# [Exercise details]
Only the pictures are omitted; repeat all other data exactly.

==============================

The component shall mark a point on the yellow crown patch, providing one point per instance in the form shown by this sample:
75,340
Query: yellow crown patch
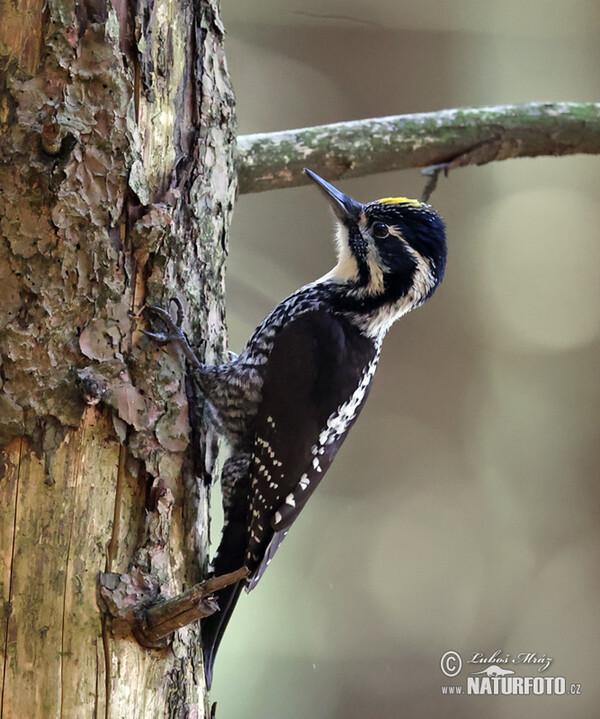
399,201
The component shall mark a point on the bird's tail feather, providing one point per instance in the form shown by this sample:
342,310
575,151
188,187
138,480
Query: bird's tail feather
213,627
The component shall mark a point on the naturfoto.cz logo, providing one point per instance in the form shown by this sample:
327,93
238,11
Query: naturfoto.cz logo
497,677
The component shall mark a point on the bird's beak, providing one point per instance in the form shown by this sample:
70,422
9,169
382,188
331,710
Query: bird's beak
346,209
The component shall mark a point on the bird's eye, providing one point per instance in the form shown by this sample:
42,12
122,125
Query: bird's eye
379,230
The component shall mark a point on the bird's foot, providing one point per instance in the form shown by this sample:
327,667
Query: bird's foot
173,331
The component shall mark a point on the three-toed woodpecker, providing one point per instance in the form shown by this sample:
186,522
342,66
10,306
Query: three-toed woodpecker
287,402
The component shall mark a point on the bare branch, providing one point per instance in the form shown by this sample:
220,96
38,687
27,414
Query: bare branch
460,137
153,625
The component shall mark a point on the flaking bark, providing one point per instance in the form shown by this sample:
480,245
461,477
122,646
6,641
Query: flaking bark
116,189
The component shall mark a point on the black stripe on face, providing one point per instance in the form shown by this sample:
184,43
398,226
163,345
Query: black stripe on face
359,248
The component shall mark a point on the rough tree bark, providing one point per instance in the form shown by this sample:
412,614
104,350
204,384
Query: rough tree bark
116,188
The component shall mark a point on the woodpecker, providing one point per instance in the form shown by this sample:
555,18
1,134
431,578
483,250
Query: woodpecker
288,401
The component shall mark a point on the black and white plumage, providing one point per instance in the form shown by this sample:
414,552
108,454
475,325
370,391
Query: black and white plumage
287,402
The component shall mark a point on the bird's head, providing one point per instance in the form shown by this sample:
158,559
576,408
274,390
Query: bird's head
391,252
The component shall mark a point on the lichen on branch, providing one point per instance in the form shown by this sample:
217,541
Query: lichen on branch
459,137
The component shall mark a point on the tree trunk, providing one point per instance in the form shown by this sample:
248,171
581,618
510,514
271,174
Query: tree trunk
116,189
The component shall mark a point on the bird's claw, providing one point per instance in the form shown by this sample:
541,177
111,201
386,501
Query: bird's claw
174,331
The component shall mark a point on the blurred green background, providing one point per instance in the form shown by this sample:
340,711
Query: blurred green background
462,512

==============================

# [Task output]
The component shall mark a point on the yellow crown patch, providing one point per instance in the form shown by this sample:
75,340
Query: yellow crown patch
399,201
The component shall mark a point on the bird's tail feather, providing one point per instance in the form shown by this sample:
342,310
575,151
188,187
138,480
Query: bird's tail feather
213,627
The component shall mark a point on the naturfoto.cz logo, providing one point per instance in the form shown by this sample:
327,93
238,11
Query: naturfoto.cz logo
497,677
The component shall mark a point on the bird's beak, providing one point per instance in the form shown by this sample:
70,422
9,169
382,188
331,710
Query: bird's beak
346,209
The component shall mark a point on the bird's eye, providing one point per instance in the form shown by this sample:
42,12
122,125
Query: bird's eye
379,230
The component shall mark a point on the bird's foot, providing one point per instance in the form shown by this sample:
327,667
Query: bird's foot
173,331
The component shall mark a point on the three-toed woodpecker, providing one point per instance in the form shown by this sample:
186,522
342,66
10,306
Query: three-toed woodpecker
287,402
The component shall mark a point on the bare branch, providing one point per instance in the form shown by this sample:
220,96
38,687
27,414
Query: bare branch
460,137
153,625
The component shall mark a point on the flaking bark, providing one point per instance in the form shown by this sample:
480,245
461,477
122,646
6,641
Query: flaking bark
116,189
The component shall mark a point on the black stripe on face, providing one point per instance in the form shown by this sample:
184,43
398,226
163,345
Query: black stripe on face
359,248
The component shall mark a point on the rough tree bark, providing one point per instance in the form shown by this sample:
412,614
104,350
204,384
Query: rough tree bark
116,188
The component shall mark a point on the woodpecker, providing one point per instance in the form shown by this sample:
555,18
1,134
431,578
483,250
Query: woodpecker
288,401
The component shall mark a point on the black and white plumage, providing one point per instance in the form shown by this sample:
414,552
108,454
475,325
370,391
Query: black and white plumage
287,402
The component shall mark a point on the bird's head, providing one point per instance in the form shown by this sample:
158,559
576,408
274,390
Query: bird's head
391,252
The component shall mark a point on the lichen on branch, providing one point per instance in the form shown by this sample:
217,541
Query: lichen on branch
459,137
The component shall mark a point on the tree trunk, providing one point per instance in the form shown by this sample:
248,171
581,618
510,514
271,174
Query: tree trunk
116,189
The component shall mark a point on the bird's claw, providing one point per instance in the form shown by this sample:
541,177
111,201
386,501
Query: bird's claw
174,331
The component shall mark a point on the blurred green background, providing one point per instance in the form shown by this sample:
340,711
Query: blurred green background
462,512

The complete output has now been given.